** BEGIN Material for the task **

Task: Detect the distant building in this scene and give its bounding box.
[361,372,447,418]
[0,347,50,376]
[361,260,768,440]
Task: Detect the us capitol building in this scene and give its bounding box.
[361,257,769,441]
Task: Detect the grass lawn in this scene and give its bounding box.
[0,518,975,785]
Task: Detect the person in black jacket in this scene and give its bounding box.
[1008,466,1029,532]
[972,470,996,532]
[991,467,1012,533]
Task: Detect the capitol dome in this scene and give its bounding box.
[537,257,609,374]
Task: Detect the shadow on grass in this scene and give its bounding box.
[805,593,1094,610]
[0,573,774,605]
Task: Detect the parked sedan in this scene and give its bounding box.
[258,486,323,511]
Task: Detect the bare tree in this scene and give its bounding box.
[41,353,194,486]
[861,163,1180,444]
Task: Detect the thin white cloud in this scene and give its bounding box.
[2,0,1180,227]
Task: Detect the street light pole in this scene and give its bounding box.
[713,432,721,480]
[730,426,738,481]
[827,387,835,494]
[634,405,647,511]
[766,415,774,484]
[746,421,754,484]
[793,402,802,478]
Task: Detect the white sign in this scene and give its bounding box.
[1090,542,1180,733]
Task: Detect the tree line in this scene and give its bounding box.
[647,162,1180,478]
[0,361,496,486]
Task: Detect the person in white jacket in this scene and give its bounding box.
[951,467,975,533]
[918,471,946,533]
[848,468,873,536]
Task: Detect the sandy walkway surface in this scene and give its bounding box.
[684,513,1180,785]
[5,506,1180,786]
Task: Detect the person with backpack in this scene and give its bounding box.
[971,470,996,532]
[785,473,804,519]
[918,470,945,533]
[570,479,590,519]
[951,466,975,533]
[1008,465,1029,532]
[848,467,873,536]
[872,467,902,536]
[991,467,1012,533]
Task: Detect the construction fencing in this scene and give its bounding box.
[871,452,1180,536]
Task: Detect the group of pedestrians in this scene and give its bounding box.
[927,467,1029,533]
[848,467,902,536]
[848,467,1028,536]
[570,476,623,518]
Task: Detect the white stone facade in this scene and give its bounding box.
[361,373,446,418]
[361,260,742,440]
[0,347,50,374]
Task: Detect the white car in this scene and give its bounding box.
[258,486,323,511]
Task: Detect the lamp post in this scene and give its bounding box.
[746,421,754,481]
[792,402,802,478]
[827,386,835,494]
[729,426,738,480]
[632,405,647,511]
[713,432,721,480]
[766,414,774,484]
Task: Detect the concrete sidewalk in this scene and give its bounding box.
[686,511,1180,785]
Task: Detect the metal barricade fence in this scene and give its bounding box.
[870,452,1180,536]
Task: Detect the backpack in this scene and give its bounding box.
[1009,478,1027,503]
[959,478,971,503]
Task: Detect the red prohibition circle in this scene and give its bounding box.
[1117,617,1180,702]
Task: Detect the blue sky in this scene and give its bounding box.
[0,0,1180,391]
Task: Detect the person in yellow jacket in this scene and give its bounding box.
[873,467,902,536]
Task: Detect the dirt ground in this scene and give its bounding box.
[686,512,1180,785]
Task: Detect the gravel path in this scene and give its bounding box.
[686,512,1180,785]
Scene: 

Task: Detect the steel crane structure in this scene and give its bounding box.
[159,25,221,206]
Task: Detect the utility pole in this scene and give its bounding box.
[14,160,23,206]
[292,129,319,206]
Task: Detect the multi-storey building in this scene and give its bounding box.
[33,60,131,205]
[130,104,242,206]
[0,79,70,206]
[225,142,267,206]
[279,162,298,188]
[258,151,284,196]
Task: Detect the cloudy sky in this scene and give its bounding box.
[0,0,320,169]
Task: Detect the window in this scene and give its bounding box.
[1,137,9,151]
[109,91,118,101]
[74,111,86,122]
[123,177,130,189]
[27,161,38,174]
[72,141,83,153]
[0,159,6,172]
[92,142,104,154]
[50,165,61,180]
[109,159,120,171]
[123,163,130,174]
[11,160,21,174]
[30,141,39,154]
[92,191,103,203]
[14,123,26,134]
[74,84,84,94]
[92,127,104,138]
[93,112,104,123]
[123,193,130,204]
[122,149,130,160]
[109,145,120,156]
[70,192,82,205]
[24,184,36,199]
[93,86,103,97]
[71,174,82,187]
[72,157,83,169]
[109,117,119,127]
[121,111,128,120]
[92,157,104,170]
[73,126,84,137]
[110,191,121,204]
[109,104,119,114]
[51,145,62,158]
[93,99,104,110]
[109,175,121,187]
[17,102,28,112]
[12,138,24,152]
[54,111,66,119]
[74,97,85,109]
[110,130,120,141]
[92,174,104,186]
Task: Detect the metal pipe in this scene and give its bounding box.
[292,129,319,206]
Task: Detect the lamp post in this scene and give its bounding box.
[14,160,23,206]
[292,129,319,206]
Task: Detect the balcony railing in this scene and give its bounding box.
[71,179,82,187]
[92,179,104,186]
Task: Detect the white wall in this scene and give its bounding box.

** END Material for the task **

> **What is asked**:
Rewrite the entries above, changing every "Detect" to "Locate" and leaving all else unchanged.

> **Reply**:
Task: Locate the distant building in this scene and give its bounding box.
[361,372,447,418]
[0,347,50,376]
[361,260,768,440]
Task: Locate the us capitol building in this scene and give its bounding box.
[361,257,769,441]
Task: Locate the grass lawn in this scene and give its bounding box.
[0,518,975,785]
Task: Locate the person in black jacket in this scene and give its bounding box.
[1008,466,1029,532]
[972,470,996,532]
[991,467,1012,533]
Task: Locate the capitol dome in this scene and give its bounding box.
[537,257,609,374]
Task: Locate the shadow on grass in this scene and give its bounding box.
[805,593,1094,610]
[0,573,774,605]
Task: Locate the parked sedan in this scene and give its bounding box.
[258,486,323,511]
Task: Locate the bare tree in this scene and give its bounding box.
[41,353,194,486]
[861,163,1180,444]
Task: Locate the thin white cloud in this scene and give its bounding box.
[2,0,1180,227]
Task: Locate the street light pole in this scene and give its bounding box.
[713,432,721,480]
[730,426,738,481]
[827,387,835,494]
[634,405,647,511]
[766,415,774,484]
[746,421,754,484]
[793,402,802,478]
Task: Locate the white sign in this scene and give its bounding box.
[1090,542,1180,733]
Task: Locate the tree line in this scene and give its bounding box.
[647,162,1180,478]
[0,361,496,486]
Task: Locate the person in white jacket in this scene and give its bounding box.
[951,467,975,533]
[918,471,946,533]
[848,468,873,536]
Task: Locate the sandy walkway surface in this scene and give its bounding box.
[684,513,1180,785]
[5,506,1180,786]
Task: Locate the person with backpack in this scene and give its bounding box.
[971,470,996,532]
[785,473,804,519]
[918,470,945,533]
[570,479,590,519]
[951,466,975,533]
[1008,465,1029,532]
[848,467,873,536]
[872,467,902,536]
[991,467,1012,533]
Task: Locate the construction fencing in this scene and give its bounding box.
[871,452,1180,536]
Task: Locate the group of pedestrians in this scene and give its bounding box.
[927,467,1029,533]
[848,467,902,536]
[848,467,1028,536]
[570,476,623,518]
Task: Locate the white stone facade in this scene and give its bounding box.
[361,373,446,418]
[361,260,742,440]
[0,347,50,374]
Task: Locate the white car in this scene and give its bounding box.
[258,486,323,511]
Task: Locate the lamp post in this scene and give its bounding box.
[746,421,754,481]
[792,402,802,478]
[827,386,835,494]
[729,426,738,480]
[632,405,647,511]
[713,432,721,480]
[766,414,774,484]
Task: Locate the concrete sidewalk in this scene and give its bounding box.
[686,511,1180,785]
Task: Locate the metal barricade fence in this scene and give its bounding box.
[870,452,1180,536]
Task: Locate the backpack in this scene and give its bounding box.
[1009,478,1027,503]
[959,478,971,503]
Task: Locate the red prohibition circle in this scene and give its bounding box.
[1117,617,1180,702]
Task: Locate the blue sky in this scene and give its bounding box.
[0,0,1180,391]
Task: Locate the person in yellow jacket in this scene and give its bounding box.
[873,467,902,536]
Task: Locate the dirt ground in this scene and give its bounding box.
[686,512,1180,785]
Task: Locate the gravel path in this scene and give its bounding box.
[686,512,1180,785]
Scene: 

Task: Locate the steel crane structure in this scene and give its bounding box.
[159,25,221,206]
Task: Locate the utility pole in this scene and give its bounding box.
[14,160,23,206]
[292,129,319,206]
Task: Locate the multi-storey building in this scene and give its bounding box.
[33,60,131,205]
[130,104,242,206]
[0,79,70,206]
[225,142,267,206]
[279,162,298,188]
[258,151,284,196]
Task: Locate the cloudy sky in this scene and give its bounding box.
[0,0,320,169]
Task: Locate the window in this scene and give its bounding box.
[1,137,9,151]
[109,91,118,101]
[74,111,86,122]
[123,177,130,189]
[27,161,38,174]
[72,141,83,153]
[0,159,6,172]
[92,142,104,154]
[50,165,61,180]
[109,159,120,171]
[123,163,130,174]
[11,160,21,174]
[30,141,39,154]
[92,191,103,203]
[14,123,26,134]
[74,84,84,94]
[92,127,104,138]
[93,112,104,123]
[123,193,130,204]
[122,149,130,160]
[109,145,120,156]
[70,192,82,205]
[24,184,36,199]
[93,86,103,97]
[71,174,82,187]
[72,157,83,169]
[109,117,119,127]
[121,111,128,120]
[92,157,104,170]
[73,126,84,137]
[110,191,121,204]
[109,104,119,114]
[51,145,62,158]
[93,99,104,110]
[109,175,121,187]
[17,102,28,112]
[12,138,24,152]
[54,111,66,119]
[74,97,85,109]
[110,130,120,141]
[92,174,104,186]
Task: Locate the metal pipe in this scene and give its bounding box.
[292,129,319,206]
Task: Locate the lamp post in this scene and give its bounding box.
[14,160,23,206]
[292,129,319,206]
Task: Locate the balcony railing in this scene and give its bounding box.
[71,179,82,187]
[92,179,104,186]
Task: Locate the white wall in this scene and give its bounding box.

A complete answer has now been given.